== WHAT YOU ARE ASKED TO DO ==
Show every line in the records that contains the string "onion", copying each line in full. Matching is case-sensitive.

— start EXTRACTED DATA —

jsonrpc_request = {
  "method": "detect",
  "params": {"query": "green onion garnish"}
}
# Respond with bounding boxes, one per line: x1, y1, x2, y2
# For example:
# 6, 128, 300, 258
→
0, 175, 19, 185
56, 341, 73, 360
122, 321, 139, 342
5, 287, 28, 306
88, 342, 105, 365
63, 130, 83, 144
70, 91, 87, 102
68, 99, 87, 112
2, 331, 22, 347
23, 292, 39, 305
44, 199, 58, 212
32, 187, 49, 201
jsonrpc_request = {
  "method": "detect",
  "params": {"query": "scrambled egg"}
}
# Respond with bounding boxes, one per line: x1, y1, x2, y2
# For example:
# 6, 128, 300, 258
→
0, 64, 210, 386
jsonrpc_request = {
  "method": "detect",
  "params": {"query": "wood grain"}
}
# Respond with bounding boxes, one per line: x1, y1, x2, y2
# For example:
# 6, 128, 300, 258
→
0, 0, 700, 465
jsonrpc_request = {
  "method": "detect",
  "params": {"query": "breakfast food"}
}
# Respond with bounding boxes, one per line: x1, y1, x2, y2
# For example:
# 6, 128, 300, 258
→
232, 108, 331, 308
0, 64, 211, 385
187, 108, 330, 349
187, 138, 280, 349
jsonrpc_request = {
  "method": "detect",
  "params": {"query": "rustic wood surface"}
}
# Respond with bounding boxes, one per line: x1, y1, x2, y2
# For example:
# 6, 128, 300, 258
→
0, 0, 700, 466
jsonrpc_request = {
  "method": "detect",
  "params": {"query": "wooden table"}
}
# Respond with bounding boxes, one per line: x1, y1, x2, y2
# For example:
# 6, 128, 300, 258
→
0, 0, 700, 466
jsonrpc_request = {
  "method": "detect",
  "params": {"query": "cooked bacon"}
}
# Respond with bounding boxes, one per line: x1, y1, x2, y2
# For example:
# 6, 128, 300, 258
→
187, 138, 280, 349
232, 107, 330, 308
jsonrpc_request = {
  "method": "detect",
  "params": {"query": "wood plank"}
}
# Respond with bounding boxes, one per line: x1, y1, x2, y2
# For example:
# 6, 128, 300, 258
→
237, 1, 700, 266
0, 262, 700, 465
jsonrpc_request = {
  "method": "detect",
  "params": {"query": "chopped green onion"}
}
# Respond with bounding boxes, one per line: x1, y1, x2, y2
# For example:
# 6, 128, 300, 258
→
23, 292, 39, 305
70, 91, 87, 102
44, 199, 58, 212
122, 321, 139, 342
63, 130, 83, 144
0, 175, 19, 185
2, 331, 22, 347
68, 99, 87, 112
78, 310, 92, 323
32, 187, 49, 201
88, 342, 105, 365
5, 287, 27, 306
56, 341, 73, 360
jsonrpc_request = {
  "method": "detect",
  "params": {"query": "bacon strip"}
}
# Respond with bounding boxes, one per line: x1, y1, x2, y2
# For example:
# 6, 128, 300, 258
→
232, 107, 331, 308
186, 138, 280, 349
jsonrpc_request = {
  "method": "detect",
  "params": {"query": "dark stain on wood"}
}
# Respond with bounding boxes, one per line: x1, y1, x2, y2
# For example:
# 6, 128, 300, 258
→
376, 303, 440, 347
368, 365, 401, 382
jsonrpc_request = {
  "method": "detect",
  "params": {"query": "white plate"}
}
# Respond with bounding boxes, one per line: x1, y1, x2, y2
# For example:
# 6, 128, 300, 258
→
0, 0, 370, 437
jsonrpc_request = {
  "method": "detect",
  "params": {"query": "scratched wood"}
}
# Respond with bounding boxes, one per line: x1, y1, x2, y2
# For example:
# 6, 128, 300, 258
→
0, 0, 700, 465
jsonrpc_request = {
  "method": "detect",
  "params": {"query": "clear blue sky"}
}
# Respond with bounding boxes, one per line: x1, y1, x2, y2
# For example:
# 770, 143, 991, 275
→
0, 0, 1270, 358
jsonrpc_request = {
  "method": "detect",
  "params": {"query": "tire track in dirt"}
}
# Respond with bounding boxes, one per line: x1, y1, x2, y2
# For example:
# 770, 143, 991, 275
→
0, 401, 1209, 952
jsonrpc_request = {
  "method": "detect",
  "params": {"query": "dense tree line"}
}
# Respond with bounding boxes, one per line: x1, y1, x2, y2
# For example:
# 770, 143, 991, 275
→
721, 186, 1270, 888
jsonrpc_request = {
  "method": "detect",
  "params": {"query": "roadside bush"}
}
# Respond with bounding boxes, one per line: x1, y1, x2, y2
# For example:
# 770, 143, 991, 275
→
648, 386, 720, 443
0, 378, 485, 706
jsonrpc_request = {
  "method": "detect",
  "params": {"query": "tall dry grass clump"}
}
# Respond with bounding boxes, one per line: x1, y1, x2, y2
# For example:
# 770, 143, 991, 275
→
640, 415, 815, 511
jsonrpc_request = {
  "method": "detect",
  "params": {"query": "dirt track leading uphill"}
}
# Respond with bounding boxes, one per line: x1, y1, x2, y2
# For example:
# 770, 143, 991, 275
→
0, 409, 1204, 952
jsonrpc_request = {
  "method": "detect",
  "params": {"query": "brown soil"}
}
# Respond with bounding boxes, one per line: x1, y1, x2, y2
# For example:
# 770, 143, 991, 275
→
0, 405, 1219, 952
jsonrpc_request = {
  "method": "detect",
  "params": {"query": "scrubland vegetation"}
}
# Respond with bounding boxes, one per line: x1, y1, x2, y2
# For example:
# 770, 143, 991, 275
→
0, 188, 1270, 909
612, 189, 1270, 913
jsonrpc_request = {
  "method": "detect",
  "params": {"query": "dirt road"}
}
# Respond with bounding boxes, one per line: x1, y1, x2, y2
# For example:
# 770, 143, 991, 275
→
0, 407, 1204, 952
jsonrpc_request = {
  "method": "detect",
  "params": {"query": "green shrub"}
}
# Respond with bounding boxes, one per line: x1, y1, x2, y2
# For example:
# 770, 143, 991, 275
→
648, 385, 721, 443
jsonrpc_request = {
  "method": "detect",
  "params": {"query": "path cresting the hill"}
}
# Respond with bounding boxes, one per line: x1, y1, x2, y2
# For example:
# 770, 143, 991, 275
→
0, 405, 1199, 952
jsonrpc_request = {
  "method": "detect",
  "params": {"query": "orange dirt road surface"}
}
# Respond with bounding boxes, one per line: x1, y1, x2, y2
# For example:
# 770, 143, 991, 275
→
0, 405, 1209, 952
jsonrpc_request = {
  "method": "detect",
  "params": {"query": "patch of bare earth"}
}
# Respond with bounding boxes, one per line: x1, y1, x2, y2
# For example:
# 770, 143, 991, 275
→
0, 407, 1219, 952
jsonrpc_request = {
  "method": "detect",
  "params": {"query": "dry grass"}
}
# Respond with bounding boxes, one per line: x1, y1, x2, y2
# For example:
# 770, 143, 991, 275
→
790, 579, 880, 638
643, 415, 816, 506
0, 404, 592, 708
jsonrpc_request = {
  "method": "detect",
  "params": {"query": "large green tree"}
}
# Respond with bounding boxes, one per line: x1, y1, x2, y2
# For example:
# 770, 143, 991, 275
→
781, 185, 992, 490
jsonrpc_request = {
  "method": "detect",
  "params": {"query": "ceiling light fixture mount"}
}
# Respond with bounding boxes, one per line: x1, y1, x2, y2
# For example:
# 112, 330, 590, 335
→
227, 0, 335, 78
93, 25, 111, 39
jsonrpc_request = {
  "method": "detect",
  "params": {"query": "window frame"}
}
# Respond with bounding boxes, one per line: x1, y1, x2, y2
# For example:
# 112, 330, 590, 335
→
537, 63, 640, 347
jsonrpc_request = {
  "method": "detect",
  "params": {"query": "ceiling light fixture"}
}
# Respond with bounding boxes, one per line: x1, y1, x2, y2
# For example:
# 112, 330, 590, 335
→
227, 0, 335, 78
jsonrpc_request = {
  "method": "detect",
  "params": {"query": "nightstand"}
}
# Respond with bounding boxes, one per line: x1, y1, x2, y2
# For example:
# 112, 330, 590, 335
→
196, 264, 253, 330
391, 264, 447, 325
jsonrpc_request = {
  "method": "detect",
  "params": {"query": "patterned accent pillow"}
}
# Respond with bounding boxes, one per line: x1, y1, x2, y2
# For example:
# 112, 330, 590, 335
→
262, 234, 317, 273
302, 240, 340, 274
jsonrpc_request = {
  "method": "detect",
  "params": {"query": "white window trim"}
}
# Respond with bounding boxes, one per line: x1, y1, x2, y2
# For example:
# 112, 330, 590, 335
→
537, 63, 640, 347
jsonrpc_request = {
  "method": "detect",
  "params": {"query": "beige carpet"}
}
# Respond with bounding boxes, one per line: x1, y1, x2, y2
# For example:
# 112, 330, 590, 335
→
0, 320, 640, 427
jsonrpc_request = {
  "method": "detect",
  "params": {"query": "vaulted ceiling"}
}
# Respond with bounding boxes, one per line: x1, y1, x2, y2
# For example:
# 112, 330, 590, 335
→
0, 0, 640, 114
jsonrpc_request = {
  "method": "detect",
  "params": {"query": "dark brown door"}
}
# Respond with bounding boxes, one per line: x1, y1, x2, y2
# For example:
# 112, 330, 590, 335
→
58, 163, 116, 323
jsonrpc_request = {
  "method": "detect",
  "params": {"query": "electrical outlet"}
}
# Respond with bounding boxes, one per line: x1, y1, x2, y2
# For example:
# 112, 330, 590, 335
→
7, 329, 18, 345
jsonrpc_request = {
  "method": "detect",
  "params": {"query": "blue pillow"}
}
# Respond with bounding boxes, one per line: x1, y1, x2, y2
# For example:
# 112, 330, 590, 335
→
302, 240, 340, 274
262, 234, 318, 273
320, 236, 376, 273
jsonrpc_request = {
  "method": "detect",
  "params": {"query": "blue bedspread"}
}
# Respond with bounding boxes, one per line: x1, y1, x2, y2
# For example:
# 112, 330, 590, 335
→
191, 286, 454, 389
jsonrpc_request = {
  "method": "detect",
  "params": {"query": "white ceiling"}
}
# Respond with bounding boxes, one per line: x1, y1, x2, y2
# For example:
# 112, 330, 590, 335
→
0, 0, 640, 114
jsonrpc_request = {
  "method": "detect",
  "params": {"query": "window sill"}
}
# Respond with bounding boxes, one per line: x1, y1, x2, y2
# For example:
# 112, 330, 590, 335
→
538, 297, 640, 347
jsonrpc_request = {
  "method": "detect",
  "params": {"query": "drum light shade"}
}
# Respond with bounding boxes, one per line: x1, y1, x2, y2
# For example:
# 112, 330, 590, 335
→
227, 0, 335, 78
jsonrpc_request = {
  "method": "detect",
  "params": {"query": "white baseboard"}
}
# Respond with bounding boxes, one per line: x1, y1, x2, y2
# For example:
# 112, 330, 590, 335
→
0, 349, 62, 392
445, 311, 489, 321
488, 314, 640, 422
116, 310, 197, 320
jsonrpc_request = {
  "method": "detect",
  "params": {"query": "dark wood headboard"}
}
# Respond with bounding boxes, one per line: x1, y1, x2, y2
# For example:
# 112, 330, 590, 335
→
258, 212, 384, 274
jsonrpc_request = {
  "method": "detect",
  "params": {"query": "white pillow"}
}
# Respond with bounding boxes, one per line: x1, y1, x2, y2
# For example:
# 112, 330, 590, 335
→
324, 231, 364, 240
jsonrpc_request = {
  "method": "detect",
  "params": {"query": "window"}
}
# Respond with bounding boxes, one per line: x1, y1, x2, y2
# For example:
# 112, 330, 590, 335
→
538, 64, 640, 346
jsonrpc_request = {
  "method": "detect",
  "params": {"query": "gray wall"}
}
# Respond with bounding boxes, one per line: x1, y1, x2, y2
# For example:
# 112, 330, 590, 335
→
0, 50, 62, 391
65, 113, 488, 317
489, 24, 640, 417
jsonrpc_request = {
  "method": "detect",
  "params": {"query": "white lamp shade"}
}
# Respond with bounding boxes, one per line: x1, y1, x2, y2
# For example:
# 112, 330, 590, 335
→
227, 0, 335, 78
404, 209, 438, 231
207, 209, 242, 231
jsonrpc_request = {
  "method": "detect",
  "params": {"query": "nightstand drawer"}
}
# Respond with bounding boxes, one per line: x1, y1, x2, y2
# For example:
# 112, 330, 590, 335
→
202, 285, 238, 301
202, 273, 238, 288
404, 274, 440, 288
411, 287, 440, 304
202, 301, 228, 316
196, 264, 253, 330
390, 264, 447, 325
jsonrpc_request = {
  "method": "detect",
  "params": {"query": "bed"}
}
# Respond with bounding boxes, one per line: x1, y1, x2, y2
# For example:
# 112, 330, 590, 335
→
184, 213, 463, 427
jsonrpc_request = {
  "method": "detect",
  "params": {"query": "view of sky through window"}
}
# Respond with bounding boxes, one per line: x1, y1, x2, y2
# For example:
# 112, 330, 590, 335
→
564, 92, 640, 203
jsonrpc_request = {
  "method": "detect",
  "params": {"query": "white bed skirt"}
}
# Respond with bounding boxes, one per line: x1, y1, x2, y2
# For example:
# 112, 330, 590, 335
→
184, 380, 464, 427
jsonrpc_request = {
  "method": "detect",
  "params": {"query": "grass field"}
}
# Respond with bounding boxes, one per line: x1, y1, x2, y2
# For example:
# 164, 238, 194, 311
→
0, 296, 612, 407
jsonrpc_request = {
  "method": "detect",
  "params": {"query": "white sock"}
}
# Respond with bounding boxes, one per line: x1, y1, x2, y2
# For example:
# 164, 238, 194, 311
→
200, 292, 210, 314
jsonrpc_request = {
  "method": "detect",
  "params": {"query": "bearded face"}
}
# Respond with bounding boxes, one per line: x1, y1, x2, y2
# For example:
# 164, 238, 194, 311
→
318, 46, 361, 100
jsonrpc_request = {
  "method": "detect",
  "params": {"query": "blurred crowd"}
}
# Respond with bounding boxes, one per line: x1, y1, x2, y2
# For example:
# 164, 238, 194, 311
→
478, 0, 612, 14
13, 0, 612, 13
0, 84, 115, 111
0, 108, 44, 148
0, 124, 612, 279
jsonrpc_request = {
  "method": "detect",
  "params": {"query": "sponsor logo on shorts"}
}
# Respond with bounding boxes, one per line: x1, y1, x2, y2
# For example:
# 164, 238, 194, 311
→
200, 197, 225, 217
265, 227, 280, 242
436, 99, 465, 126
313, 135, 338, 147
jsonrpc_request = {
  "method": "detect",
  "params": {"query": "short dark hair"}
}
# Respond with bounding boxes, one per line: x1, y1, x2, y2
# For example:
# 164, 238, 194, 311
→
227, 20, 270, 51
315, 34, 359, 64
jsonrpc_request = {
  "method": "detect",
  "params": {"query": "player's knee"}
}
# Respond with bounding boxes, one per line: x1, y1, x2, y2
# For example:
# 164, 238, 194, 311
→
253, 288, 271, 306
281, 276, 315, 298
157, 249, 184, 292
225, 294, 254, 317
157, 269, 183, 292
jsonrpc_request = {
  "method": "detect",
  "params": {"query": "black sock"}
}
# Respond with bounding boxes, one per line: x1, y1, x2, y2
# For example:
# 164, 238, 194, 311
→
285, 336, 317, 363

— end EXTRACTED DATA —

== RESULT ==
  "params": {"query": "green onion garnish"}
  "params": {"query": "chopped green onion"}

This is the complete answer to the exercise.